### Given records
[BEGIN]
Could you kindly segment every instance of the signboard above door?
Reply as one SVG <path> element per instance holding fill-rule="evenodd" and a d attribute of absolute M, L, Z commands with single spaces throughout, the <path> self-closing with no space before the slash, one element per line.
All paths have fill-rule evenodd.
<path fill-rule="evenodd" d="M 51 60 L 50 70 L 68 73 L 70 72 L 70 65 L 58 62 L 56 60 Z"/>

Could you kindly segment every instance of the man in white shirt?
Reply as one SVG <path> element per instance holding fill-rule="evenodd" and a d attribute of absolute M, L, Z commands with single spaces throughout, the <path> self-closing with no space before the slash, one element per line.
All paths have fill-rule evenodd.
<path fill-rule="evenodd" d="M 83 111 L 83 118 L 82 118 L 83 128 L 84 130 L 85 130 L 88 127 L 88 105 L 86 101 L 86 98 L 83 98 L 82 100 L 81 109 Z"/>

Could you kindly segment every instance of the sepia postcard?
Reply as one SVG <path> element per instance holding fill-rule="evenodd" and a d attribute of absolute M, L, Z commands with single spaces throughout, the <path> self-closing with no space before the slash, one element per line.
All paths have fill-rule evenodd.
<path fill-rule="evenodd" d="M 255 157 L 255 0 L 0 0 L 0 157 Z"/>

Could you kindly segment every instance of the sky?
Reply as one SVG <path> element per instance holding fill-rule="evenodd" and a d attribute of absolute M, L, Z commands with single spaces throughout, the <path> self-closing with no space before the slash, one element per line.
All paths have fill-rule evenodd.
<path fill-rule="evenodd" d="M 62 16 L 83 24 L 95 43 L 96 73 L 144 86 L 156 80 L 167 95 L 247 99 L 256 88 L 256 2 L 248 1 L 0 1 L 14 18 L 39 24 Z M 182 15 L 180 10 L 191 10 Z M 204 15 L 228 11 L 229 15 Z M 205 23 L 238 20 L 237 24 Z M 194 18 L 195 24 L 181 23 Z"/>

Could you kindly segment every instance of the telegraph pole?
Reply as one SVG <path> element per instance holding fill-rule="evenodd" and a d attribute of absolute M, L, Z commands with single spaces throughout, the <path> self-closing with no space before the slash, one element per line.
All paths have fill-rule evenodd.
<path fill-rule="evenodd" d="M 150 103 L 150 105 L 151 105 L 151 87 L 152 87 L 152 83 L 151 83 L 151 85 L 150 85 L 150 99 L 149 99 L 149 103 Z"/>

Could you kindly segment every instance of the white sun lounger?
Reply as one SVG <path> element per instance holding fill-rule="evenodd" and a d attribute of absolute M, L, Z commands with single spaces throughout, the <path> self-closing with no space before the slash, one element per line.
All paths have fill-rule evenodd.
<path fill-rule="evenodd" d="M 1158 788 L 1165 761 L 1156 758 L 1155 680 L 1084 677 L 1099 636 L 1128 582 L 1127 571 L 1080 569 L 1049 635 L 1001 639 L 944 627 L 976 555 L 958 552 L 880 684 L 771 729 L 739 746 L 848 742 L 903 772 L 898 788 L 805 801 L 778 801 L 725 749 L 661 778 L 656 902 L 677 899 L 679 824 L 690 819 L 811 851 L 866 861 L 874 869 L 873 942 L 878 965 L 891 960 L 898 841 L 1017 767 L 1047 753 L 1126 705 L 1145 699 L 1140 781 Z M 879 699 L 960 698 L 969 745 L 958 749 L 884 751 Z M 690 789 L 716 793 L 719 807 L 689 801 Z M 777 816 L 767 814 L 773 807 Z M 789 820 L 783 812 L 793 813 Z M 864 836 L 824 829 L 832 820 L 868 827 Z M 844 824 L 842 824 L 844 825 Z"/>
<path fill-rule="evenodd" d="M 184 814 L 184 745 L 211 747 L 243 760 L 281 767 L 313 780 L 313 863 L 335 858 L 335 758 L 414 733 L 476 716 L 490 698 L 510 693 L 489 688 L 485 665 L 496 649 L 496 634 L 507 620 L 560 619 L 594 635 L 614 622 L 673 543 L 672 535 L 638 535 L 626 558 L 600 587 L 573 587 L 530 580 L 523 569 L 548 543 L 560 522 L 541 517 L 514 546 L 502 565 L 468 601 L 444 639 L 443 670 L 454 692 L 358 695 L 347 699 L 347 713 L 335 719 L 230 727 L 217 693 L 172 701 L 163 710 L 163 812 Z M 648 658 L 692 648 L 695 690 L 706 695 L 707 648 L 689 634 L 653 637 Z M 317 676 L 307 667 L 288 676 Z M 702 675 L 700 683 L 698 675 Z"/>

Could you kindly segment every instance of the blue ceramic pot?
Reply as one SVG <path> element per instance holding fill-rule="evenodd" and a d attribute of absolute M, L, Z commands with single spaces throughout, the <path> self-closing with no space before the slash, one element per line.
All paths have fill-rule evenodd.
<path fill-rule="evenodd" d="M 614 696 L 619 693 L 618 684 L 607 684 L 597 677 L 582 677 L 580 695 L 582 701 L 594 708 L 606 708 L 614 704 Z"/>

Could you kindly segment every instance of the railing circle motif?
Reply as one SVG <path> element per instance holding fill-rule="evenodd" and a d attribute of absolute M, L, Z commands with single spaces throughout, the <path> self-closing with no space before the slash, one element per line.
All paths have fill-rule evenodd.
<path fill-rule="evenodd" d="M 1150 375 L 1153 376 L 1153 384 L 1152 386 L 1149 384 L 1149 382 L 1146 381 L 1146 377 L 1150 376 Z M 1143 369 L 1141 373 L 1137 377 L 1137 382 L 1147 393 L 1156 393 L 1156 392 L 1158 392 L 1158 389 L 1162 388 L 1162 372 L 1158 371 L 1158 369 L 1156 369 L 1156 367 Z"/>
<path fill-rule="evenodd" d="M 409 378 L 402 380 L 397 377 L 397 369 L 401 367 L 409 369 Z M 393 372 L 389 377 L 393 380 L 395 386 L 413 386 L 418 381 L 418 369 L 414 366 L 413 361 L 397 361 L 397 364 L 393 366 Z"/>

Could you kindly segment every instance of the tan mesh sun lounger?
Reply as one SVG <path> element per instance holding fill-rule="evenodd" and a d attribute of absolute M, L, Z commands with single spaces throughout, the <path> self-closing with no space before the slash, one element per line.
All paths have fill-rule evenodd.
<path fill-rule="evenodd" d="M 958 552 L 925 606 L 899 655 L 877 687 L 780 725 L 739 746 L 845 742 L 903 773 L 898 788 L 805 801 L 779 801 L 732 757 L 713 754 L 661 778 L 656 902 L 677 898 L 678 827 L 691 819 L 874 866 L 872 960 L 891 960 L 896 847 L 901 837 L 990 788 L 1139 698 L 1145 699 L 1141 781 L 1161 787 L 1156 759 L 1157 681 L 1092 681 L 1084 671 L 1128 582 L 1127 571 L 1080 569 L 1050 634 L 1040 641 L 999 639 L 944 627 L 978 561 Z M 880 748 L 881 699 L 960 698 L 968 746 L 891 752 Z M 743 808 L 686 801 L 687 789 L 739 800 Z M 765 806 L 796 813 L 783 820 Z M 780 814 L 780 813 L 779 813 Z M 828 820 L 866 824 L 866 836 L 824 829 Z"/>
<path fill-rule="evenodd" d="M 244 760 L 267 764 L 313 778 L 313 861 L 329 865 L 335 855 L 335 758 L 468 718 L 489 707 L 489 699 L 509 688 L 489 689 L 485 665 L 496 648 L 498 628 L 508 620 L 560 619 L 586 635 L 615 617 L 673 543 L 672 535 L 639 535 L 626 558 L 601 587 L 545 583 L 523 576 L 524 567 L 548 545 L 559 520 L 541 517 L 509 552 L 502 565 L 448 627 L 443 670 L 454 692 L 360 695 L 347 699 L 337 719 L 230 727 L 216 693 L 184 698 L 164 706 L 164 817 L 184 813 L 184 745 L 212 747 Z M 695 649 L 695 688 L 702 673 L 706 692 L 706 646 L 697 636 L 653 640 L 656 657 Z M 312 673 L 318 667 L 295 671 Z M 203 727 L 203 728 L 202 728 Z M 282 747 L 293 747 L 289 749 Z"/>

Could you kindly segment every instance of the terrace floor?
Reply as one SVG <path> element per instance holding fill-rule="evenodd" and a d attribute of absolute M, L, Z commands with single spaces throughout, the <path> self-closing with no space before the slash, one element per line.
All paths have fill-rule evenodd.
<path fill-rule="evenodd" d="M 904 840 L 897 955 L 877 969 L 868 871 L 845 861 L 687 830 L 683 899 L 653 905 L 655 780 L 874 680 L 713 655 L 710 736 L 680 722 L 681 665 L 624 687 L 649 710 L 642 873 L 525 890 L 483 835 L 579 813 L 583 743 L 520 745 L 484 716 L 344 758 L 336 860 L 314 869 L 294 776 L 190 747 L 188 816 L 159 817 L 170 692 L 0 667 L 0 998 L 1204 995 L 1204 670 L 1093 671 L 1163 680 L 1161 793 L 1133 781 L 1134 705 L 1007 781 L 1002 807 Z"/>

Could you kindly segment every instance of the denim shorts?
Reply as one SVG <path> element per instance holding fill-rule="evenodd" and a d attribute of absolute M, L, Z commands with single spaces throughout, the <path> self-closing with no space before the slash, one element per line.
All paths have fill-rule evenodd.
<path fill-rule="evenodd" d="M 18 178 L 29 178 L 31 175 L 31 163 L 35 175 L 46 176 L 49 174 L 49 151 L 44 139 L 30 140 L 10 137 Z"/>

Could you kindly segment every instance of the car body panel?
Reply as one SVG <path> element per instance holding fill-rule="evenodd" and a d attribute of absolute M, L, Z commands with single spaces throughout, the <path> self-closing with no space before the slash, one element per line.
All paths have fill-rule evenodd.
[END]
### The problem
Turn the rows from their first line through the line containing "51 60 L 50 70" into a JSON list of strings, one string per line, with blank lines left out.

### Exercise result
[
  "Could you kindly segment every instance of the signboard above door?",
  "Reply as one SVG <path> element per instance holding fill-rule=\"evenodd\" and a d attribute of absolute M, L, Z commands with single spaces throughout, the <path> self-closing with no space before the slash, one element per line.",
  "All paths have fill-rule evenodd.",
  "<path fill-rule=\"evenodd\" d=\"M 51 60 L 50 70 L 68 73 L 70 72 L 70 65 L 58 62 L 56 60 Z\"/>"
]